▶ _APPLY WHAT YOU READ_
1. Answer these about the glossary entry on mechanistic interpretability:
(a) What does behavioral interpretability test?
(b) Which circuit in GPT-2 Small is given as a classic example?
(c) Which two tools can operators use to inspect their own models?
2. Can you output the glossary entry on mechanistic interpretability from "Mechanistic interpretability draws" to "weights are hidden.", copied word for word?
3. Could you write the next part of the glossary entry on mechanistic interpretability, picking up after its last sentence?

▶ _TEXT PROVIDED_
^^^^^^^^

Mechanistic Interpretability — AI glossary

Mechanistic interpretability is the research approach of reverse-engineering neural networks into human-understandable algorithms by identifying specific circuits, features, or attention heads that implement particular behaviors. Unlike behavioral interpretability (which only tests inputs and outputs), mechanistic interpretability aims to trace how a model actually computes, e.g., which neurons activate for "Harry Potter" or how a model tracks subject-verb agreement. For operators, this matters because local models are often smaller and more amenable to circuit analysis, and understanding these internals can help debug unexpected outputs or verify safety properties without relying on black-box testing.

Deeper dive

Mechanistic interpretability draws on techniques like activation patching, probing, and sparse autoencoders to locate and isolate computational subgraphs. A classic example is the IOI (Indirect Object Identification) circuit in GPT-2 Small, where specific attention heads copy information from previous tokens to predict the correct indirect object. Operators running local models can use tools like TransformerLens or Neuronpedia to inspect their own models. The field is still nascent—most studies focus on small models (under 7B parameters) because larger models have too many parameters to exhaustively map. For local AI, this means that interpretability findings from open-source models (e.g., Llama 3 8B) can be directly applied to the same model running on your hardware, unlike proprietary models where weights are hidden.

^^^^^^^^

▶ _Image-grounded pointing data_
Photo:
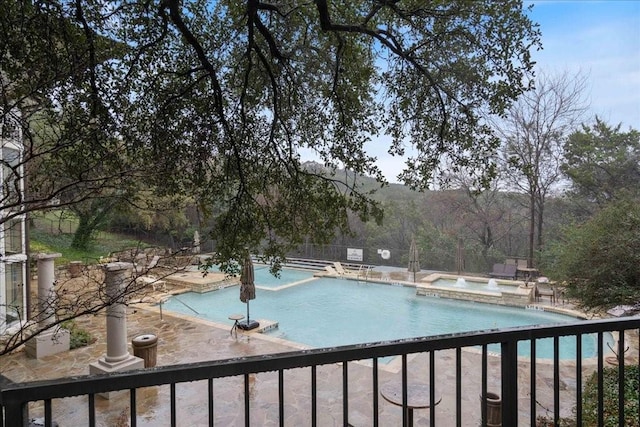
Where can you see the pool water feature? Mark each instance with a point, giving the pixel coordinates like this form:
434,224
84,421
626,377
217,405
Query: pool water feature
326,312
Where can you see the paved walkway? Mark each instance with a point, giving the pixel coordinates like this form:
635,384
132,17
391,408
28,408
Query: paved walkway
183,339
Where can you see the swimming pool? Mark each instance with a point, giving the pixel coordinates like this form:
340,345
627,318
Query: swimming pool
326,312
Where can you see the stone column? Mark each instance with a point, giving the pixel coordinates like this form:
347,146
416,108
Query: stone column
118,357
54,340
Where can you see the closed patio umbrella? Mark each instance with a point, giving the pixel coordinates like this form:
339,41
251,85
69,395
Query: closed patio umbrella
247,292
414,258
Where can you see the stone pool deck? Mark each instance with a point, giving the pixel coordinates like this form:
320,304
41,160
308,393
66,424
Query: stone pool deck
183,339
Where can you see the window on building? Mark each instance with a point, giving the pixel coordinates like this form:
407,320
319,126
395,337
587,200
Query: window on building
14,283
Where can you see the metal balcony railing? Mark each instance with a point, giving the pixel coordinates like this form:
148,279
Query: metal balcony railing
518,380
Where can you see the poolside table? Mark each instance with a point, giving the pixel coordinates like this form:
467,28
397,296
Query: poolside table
417,397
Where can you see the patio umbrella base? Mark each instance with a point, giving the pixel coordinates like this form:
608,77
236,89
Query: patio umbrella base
248,325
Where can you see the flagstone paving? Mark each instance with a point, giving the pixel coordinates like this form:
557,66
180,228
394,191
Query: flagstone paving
183,339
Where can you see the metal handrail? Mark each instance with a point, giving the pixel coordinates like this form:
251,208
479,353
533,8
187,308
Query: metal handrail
15,396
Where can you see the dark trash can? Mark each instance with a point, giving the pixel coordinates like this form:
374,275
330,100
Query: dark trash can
494,409
146,348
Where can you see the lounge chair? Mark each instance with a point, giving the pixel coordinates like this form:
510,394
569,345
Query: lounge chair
504,271
545,290
341,271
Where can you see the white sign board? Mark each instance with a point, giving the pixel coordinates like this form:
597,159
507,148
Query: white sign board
354,254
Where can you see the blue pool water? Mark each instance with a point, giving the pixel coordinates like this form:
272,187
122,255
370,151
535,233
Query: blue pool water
328,312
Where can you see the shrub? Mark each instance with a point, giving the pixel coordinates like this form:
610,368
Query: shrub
79,337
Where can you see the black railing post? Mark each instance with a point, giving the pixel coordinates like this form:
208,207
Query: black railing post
509,374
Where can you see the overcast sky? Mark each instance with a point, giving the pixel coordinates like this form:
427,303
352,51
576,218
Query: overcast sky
601,39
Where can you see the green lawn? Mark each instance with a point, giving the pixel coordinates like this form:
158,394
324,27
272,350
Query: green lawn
53,233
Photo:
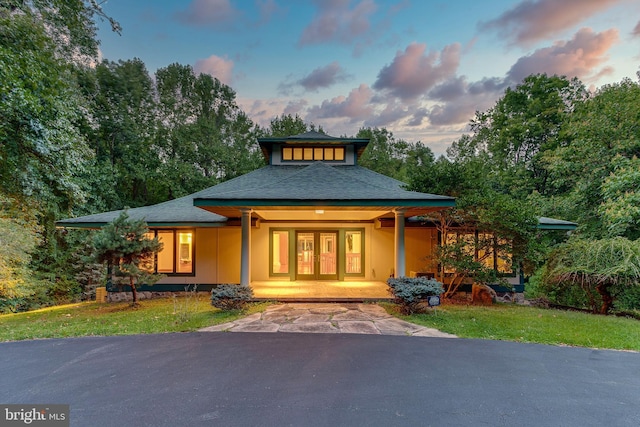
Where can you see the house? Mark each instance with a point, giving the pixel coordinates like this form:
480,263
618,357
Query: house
311,217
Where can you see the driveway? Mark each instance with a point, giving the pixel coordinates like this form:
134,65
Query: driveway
266,379
346,318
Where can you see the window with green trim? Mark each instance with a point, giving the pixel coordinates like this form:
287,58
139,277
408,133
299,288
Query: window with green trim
354,252
176,256
279,252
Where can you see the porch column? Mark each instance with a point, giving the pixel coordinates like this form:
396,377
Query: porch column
245,257
399,256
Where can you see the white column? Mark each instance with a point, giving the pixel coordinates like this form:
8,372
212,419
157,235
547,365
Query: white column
245,257
399,255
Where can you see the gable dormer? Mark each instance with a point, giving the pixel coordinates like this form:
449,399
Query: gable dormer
310,147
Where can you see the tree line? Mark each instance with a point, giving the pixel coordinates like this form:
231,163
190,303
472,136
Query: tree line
80,136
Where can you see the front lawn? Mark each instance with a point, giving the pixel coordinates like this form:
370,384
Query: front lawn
528,324
91,318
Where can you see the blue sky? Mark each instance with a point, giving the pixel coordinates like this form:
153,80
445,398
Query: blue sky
420,68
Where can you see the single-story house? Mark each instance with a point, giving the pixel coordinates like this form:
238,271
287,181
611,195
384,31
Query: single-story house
311,216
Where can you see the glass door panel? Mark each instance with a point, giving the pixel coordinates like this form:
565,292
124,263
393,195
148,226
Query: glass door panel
316,255
328,244
306,254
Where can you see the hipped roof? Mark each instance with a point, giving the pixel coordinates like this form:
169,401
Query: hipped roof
317,184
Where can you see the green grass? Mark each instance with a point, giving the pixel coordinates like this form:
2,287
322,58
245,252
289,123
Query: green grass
498,322
90,318
534,325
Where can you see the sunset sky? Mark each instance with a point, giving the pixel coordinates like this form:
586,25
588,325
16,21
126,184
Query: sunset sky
419,68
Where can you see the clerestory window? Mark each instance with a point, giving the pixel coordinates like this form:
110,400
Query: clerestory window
327,154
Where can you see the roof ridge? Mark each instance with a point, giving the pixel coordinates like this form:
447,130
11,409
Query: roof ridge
264,183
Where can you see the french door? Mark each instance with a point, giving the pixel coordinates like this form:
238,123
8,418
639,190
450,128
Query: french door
316,255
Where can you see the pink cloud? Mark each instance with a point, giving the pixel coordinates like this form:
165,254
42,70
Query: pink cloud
203,13
458,100
321,77
324,77
579,57
413,72
218,67
533,20
356,106
336,22
390,114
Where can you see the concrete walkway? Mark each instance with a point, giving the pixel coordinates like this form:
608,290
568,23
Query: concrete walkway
347,318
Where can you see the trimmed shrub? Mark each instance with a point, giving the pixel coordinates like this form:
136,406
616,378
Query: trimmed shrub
411,293
230,296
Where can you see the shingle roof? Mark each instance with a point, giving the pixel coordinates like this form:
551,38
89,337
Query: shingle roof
173,212
315,182
555,224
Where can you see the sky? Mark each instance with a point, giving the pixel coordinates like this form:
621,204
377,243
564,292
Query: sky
419,68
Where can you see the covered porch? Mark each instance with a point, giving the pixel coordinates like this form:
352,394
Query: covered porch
320,291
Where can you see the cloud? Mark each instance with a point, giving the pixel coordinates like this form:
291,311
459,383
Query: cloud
295,107
218,67
322,77
457,100
266,9
356,106
578,57
391,113
412,72
335,22
206,13
534,20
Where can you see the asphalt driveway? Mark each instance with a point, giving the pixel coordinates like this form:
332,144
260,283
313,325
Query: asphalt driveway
265,379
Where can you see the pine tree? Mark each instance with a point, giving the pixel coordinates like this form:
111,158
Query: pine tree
124,245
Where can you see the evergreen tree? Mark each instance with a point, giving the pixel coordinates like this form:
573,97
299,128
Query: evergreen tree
126,248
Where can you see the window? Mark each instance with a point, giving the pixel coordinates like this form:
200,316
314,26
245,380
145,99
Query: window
279,252
176,256
331,154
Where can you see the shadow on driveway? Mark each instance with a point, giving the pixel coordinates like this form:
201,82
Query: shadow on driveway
239,379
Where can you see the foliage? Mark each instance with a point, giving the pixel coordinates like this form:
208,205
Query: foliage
518,323
230,296
410,293
385,154
620,208
41,150
123,244
524,124
70,23
592,171
18,238
100,319
599,267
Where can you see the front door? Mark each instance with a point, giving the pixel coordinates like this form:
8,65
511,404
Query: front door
317,255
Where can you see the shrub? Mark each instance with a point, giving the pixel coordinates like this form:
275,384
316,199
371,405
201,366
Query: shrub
230,296
411,293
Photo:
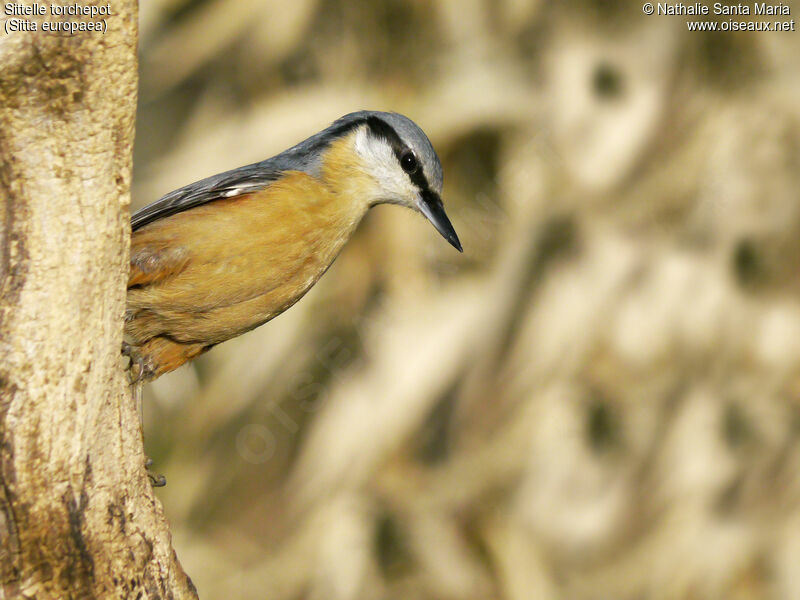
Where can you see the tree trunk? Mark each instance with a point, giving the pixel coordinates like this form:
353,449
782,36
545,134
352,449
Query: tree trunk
78,518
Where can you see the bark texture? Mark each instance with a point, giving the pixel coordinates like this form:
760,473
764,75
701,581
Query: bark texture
78,518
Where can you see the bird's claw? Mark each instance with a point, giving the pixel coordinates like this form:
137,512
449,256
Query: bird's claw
156,479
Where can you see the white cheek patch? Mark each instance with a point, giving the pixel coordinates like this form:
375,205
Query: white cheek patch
381,163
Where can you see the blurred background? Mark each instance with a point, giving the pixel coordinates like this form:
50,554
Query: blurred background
597,400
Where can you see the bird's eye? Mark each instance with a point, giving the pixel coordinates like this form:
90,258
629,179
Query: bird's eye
409,162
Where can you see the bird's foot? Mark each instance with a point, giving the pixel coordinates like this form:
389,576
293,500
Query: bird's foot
156,479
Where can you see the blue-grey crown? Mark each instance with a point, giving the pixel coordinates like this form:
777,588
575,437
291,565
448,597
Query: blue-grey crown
307,155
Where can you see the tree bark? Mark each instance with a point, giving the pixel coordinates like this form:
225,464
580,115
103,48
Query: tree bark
78,518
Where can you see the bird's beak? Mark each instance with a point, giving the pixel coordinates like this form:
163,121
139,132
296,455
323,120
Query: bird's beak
431,206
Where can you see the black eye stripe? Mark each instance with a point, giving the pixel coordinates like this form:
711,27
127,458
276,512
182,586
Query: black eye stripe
381,128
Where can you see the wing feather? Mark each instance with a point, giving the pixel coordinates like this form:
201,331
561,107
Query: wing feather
224,185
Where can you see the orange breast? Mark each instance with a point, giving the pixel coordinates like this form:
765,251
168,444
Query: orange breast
233,264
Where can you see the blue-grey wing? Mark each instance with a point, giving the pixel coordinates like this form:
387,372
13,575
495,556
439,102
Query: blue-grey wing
239,181
305,156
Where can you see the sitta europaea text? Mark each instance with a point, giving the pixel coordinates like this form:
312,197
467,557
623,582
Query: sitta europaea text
222,256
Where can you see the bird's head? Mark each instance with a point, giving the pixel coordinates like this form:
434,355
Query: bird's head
401,164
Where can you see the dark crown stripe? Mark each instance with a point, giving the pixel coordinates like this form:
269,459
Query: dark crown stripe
381,128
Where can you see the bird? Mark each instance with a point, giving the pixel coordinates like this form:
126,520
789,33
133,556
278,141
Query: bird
221,256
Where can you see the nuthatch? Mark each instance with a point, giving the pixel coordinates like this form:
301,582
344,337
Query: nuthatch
222,256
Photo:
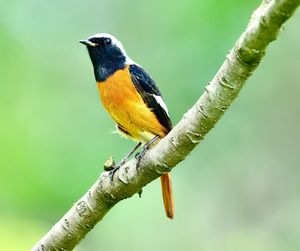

^^^^^^^^

▶ _RESPONSES BY TASK_
1.
(a) Only inputs and outputs.
(b) The IOI (Indirect Object Identification) circuit.
(c) TransformerLens and Neuronpedia.

2.
Mechanistic interpretability draws on techniques like activation patching, probing, and sparse autoencoders to locate and isolate computational subgraphs. A classic example is the IOI (Indirect Object Identification) circuit in GPT-2 Small, where specific attention heads copy information from previous tokens to predict the correct indirect object. Operators running local models can use tools like TransformerLens or Neuronpedia to inspect their own models. The field is still nascent—most studies focus on small models (under 7B parameters) because larger models have too many parameters to exhaustively map. For local AI, this means that interpretability findings from open-source models (e.g., Llama 3 8B) can be directly applied to the same model running on your hardware, unlike proprietary models where weights are hidden.

3.
Practical example

Consider running Llama 3.1 8B via Ollama on an RTX 4090. Using TransformerLens, you could load the model and apply activation patching to find which attention heads handle the task "The capital of France is" → "Paris." By corrupting the activation of a specific head and measuring the drop in prediction probability, you identify a circuit responsible for factual recall. This is practical because it tells you that a particular 12-head subnetwork encodes that fact, and if the model mispredicts, you can check whether that circuit is broken.

Workflow example

In practice, an operator might clone the TransformerLens repository, load a local model (e.g., model = HookedTransformer.from_pretrained("meta-llama/Llama-3.1-8B")), and run a circuit discovery notebook. They would define a prompt, run a forward pass to cache activations, then run a corrupted prompt and patch activations from the clean run to measure logit differences. The output is a heatmap of attention heads ranked by importance. This workflow is done entirely offline, using only the model weights already downloaded via Hugging Face.